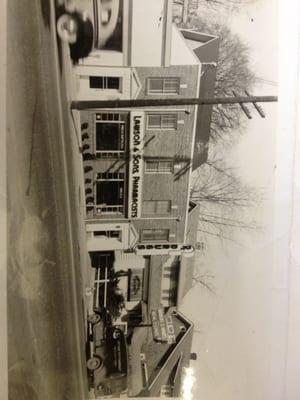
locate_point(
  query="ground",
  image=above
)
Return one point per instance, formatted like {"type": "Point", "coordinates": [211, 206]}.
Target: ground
{"type": "Point", "coordinates": [45, 229]}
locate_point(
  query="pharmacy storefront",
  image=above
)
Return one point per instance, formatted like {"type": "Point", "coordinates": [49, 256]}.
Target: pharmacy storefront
{"type": "Point", "coordinates": [117, 192]}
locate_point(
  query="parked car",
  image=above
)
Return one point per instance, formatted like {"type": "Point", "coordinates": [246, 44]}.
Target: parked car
{"type": "Point", "coordinates": [107, 361]}
{"type": "Point", "coordinates": [89, 24]}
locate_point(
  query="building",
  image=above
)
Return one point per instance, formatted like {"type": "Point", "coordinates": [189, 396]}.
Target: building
{"type": "Point", "coordinates": [138, 162]}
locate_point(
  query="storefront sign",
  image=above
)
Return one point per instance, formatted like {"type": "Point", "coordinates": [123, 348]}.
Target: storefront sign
{"type": "Point", "coordinates": [136, 285]}
{"type": "Point", "coordinates": [136, 164]}
{"type": "Point", "coordinates": [162, 327]}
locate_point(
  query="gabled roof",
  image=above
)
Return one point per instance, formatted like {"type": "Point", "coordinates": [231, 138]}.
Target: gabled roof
{"type": "Point", "coordinates": [206, 48]}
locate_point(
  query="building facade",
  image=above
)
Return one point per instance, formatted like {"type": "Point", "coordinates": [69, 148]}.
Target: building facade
{"type": "Point", "coordinates": [138, 162]}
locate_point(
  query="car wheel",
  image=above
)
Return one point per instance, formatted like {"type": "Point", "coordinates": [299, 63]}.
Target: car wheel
{"type": "Point", "coordinates": [94, 318]}
{"type": "Point", "coordinates": [93, 363]}
{"type": "Point", "coordinates": [116, 334]}
{"type": "Point", "coordinates": [67, 28]}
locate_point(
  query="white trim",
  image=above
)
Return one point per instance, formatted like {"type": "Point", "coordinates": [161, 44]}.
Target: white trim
{"type": "Point", "coordinates": [161, 114]}
{"type": "Point", "coordinates": [192, 153]}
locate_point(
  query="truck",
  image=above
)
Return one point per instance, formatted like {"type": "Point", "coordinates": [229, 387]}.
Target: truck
{"type": "Point", "coordinates": [88, 25]}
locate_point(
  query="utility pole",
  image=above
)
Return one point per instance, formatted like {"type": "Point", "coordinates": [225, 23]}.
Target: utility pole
{"type": "Point", "coordinates": [139, 103]}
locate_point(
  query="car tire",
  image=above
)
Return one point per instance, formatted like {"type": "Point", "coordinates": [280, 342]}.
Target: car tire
{"type": "Point", "coordinates": [94, 363]}
{"type": "Point", "coordinates": [94, 318]}
{"type": "Point", "coordinates": [67, 28]}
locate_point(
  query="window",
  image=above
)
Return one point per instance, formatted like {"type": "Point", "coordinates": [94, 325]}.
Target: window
{"type": "Point", "coordinates": [160, 166]}
{"type": "Point", "coordinates": [156, 207]}
{"type": "Point", "coordinates": [110, 136]}
{"type": "Point", "coordinates": [105, 82]}
{"type": "Point", "coordinates": [166, 85]}
{"type": "Point", "coordinates": [162, 121]}
{"type": "Point", "coordinates": [155, 235]}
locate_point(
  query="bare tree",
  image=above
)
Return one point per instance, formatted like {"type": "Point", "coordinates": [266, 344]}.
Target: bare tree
{"type": "Point", "coordinates": [233, 75]}
{"type": "Point", "coordinates": [225, 202]}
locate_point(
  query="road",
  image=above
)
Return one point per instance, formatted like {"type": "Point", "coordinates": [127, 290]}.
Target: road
{"type": "Point", "coordinates": [45, 254]}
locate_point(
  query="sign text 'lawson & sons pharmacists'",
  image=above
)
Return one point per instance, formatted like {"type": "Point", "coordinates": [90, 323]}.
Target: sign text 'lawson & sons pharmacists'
{"type": "Point", "coordinates": [136, 164]}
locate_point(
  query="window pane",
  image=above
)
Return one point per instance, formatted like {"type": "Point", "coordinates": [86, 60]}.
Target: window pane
{"type": "Point", "coordinates": [110, 193]}
{"type": "Point", "coordinates": [154, 121]}
{"type": "Point", "coordinates": [113, 82]}
{"type": "Point", "coordinates": [149, 207]}
{"type": "Point", "coordinates": [171, 85]}
{"type": "Point", "coordinates": [165, 166]}
{"type": "Point", "coordinates": [96, 82]}
{"type": "Point", "coordinates": [152, 166]}
{"type": "Point", "coordinates": [156, 85]}
{"type": "Point", "coordinates": [156, 235]}
{"type": "Point", "coordinates": [161, 207]}
{"type": "Point", "coordinates": [163, 121]}
{"type": "Point", "coordinates": [104, 82]}
{"type": "Point", "coordinates": [169, 121]}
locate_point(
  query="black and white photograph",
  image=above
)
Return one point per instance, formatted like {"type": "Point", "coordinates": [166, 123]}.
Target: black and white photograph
{"type": "Point", "coordinates": [150, 234]}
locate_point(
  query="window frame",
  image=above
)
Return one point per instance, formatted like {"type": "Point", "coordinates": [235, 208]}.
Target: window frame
{"type": "Point", "coordinates": [153, 239]}
{"type": "Point", "coordinates": [162, 116]}
{"type": "Point", "coordinates": [156, 208]}
{"type": "Point", "coordinates": [158, 171]}
{"type": "Point", "coordinates": [164, 91]}
{"type": "Point", "coordinates": [105, 82]}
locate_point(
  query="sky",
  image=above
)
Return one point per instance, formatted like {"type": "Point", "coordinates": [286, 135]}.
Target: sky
{"type": "Point", "coordinates": [241, 330]}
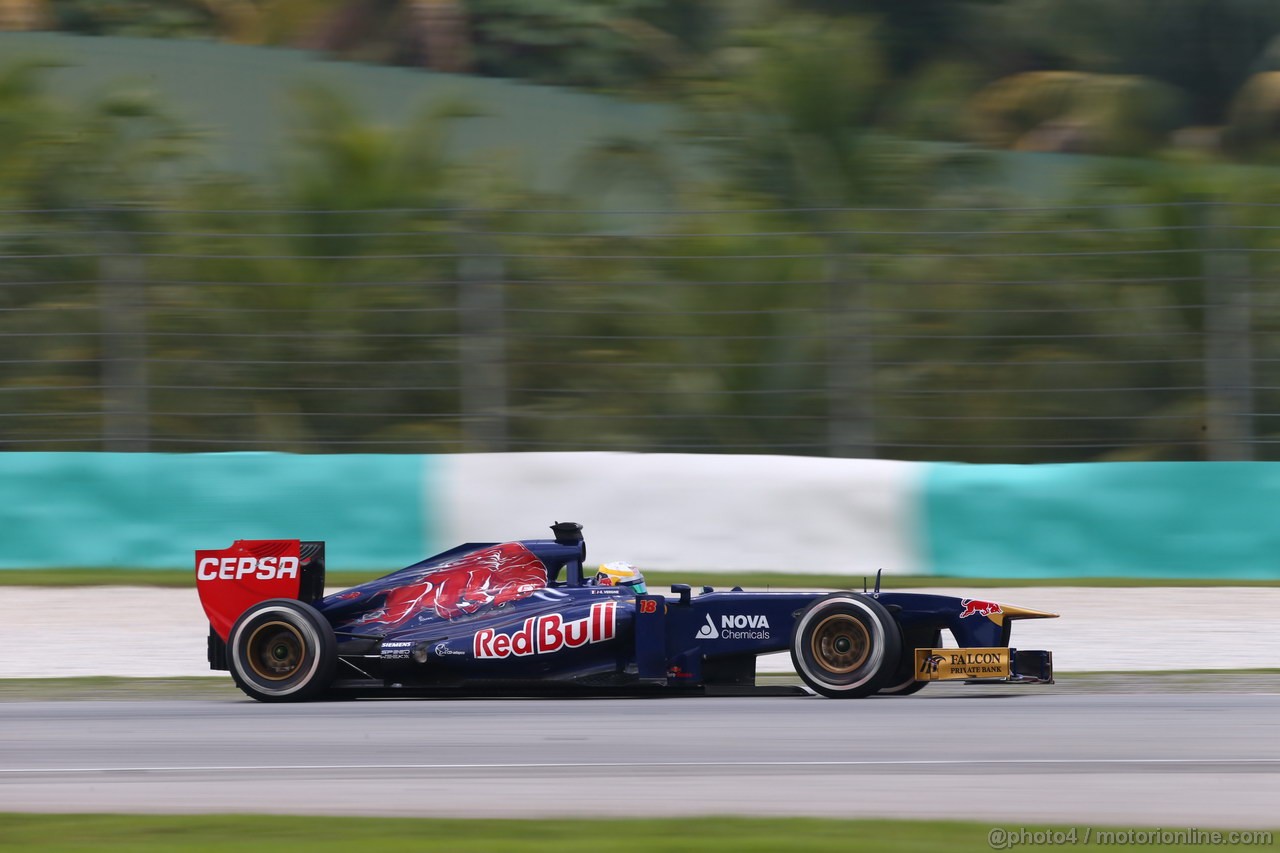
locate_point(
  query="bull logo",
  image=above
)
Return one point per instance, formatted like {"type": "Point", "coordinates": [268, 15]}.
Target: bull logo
{"type": "Point", "coordinates": [977, 607]}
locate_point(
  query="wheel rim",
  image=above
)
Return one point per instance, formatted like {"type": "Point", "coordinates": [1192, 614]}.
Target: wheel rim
{"type": "Point", "coordinates": [275, 651]}
{"type": "Point", "coordinates": [841, 643]}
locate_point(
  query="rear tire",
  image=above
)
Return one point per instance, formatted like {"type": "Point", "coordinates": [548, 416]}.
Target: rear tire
{"type": "Point", "coordinates": [845, 646]}
{"type": "Point", "coordinates": [903, 682]}
{"type": "Point", "coordinates": [282, 651]}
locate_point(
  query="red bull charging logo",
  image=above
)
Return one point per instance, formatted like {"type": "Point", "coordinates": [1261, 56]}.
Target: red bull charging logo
{"type": "Point", "coordinates": [976, 607]}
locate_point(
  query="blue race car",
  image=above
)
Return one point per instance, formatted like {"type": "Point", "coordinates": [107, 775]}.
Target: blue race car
{"type": "Point", "coordinates": [521, 616]}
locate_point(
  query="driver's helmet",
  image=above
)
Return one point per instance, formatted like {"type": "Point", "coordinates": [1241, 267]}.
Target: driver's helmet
{"type": "Point", "coordinates": [621, 574]}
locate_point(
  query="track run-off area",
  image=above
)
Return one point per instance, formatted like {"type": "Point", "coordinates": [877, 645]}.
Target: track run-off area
{"type": "Point", "coordinates": [1008, 755]}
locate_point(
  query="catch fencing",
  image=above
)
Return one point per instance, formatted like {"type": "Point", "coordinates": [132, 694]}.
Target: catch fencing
{"type": "Point", "coordinates": [986, 334]}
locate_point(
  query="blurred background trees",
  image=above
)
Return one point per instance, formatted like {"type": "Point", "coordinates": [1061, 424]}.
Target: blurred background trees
{"type": "Point", "coordinates": [877, 278]}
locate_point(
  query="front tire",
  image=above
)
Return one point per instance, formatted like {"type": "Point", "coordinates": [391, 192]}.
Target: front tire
{"type": "Point", "coordinates": [282, 651]}
{"type": "Point", "coordinates": [844, 646]}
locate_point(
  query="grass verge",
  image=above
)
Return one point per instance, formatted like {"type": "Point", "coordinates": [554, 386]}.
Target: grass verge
{"type": "Point", "coordinates": [278, 834]}
{"type": "Point", "coordinates": [657, 579]}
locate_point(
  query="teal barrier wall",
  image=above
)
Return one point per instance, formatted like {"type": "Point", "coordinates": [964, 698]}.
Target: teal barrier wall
{"type": "Point", "coordinates": [154, 510]}
{"type": "Point", "coordinates": [1124, 519]}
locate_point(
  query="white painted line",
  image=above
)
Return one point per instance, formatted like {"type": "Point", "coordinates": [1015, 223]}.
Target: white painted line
{"type": "Point", "coordinates": [641, 765]}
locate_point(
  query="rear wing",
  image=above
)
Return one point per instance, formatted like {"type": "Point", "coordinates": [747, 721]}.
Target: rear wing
{"type": "Point", "coordinates": [231, 580]}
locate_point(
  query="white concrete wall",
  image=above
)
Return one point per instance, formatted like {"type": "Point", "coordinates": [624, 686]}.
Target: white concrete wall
{"type": "Point", "coordinates": [709, 512]}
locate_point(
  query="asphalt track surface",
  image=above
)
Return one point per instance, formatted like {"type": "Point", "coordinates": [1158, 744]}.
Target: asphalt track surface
{"type": "Point", "coordinates": [1008, 756]}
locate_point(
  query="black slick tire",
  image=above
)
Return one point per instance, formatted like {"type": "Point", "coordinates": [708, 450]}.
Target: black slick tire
{"type": "Point", "coordinates": [282, 651]}
{"type": "Point", "coordinates": [845, 646]}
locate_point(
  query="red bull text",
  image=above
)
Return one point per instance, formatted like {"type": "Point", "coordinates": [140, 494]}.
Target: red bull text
{"type": "Point", "coordinates": [551, 633]}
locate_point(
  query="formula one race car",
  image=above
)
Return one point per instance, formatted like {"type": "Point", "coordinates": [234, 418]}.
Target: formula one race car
{"type": "Point", "coordinates": [499, 617]}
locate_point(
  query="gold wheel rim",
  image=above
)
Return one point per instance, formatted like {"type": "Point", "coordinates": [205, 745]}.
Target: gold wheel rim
{"type": "Point", "coordinates": [840, 643]}
{"type": "Point", "coordinates": [275, 651]}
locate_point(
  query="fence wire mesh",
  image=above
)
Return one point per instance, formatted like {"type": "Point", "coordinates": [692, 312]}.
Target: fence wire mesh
{"type": "Point", "coordinates": [972, 334]}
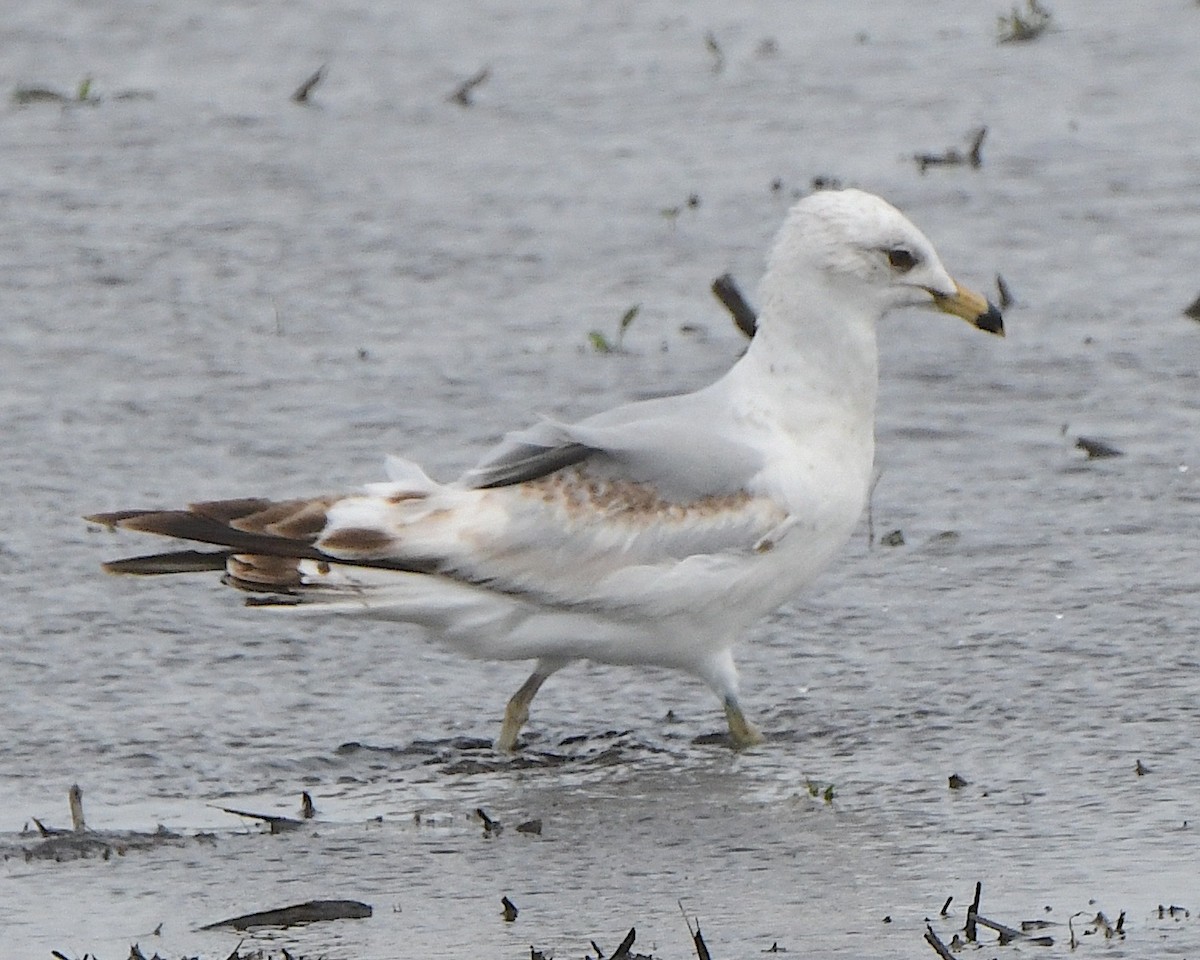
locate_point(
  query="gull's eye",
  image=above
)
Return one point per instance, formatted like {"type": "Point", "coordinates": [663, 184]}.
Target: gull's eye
{"type": "Point", "coordinates": [900, 259]}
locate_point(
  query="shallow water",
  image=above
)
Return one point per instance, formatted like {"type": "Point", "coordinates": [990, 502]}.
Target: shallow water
{"type": "Point", "coordinates": [211, 291]}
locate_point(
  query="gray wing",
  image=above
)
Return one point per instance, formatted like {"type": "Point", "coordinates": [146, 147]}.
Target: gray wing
{"type": "Point", "coordinates": [678, 445]}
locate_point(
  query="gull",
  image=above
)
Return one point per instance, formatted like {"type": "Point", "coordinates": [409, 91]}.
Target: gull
{"type": "Point", "coordinates": [654, 533]}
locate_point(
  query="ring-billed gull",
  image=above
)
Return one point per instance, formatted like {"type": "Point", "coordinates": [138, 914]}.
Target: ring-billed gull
{"type": "Point", "coordinates": [652, 533]}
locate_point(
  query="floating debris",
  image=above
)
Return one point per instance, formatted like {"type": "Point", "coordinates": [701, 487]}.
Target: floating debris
{"type": "Point", "coordinates": [275, 823]}
{"type": "Point", "coordinates": [745, 318]}
{"type": "Point", "coordinates": [24, 96]}
{"type": "Point", "coordinates": [1021, 28]}
{"type": "Point", "coordinates": [714, 48]}
{"type": "Point", "coordinates": [491, 827]}
{"type": "Point", "coordinates": [935, 941]}
{"type": "Point", "coordinates": [954, 157]}
{"type": "Point", "coordinates": [306, 88]}
{"type": "Point", "coordinates": [697, 939]}
{"type": "Point", "coordinates": [311, 911]}
{"type": "Point", "coordinates": [825, 181]}
{"type": "Point", "coordinates": [1097, 449]}
{"type": "Point", "coordinates": [462, 94]}
{"type": "Point", "coordinates": [600, 343]}
{"type": "Point", "coordinates": [1005, 933]}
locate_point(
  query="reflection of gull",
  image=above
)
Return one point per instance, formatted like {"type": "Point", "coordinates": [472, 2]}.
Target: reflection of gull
{"type": "Point", "coordinates": [653, 533]}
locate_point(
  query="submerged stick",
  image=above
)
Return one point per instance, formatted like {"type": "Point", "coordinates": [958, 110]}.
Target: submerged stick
{"type": "Point", "coordinates": [972, 913]}
{"type": "Point", "coordinates": [935, 941]}
{"type": "Point", "coordinates": [697, 939]}
{"type": "Point", "coordinates": [312, 911]}
{"type": "Point", "coordinates": [276, 823]}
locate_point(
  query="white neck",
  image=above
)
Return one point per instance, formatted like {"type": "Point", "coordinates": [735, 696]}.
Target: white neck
{"type": "Point", "coordinates": [820, 358]}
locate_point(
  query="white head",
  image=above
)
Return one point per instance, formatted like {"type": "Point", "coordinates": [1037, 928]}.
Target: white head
{"type": "Point", "coordinates": [861, 251]}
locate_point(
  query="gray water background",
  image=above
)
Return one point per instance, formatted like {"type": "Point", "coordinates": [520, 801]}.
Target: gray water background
{"type": "Point", "coordinates": [213, 292]}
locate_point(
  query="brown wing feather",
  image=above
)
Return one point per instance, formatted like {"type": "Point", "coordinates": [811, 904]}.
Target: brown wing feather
{"type": "Point", "coordinates": [263, 540]}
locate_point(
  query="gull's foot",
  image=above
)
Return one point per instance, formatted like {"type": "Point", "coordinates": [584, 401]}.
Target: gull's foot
{"type": "Point", "coordinates": [742, 732]}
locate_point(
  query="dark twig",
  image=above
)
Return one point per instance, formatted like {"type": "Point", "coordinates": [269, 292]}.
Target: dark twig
{"type": "Point", "coordinates": [303, 90]}
{"type": "Point", "coordinates": [622, 952]}
{"type": "Point", "coordinates": [972, 913]}
{"type": "Point", "coordinates": [462, 93]}
{"type": "Point", "coordinates": [1097, 449]}
{"type": "Point", "coordinates": [953, 156]}
{"type": "Point", "coordinates": [725, 288]}
{"type": "Point", "coordinates": [935, 941]}
{"type": "Point", "coordinates": [697, 939]}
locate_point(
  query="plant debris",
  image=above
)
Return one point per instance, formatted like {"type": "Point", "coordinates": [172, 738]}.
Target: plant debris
{"type": "Point", "coordinates": [1006, 934]}
{"type": "Point", "coordinates": [1021, 28]}
{"type": "Point", "coordinates": [462, 94]}
{"type": "Point", "coordinates": [600, 343]}
{"type": "Point", "coordinates": [954, 157]}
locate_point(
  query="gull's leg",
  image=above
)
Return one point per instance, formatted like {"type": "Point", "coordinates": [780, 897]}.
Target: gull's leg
{"type": "Point", "coordinates": [517, 711]}
{"type": "Point", "coordinates": [723, 677]}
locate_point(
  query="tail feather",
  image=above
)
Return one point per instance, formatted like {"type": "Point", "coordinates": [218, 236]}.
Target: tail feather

**Task objective**
Count the lines of the listing above that contain the string "grass", treating uppercase and lowercase letters as distinct. Give only the resulting number.

**Exercise response**
2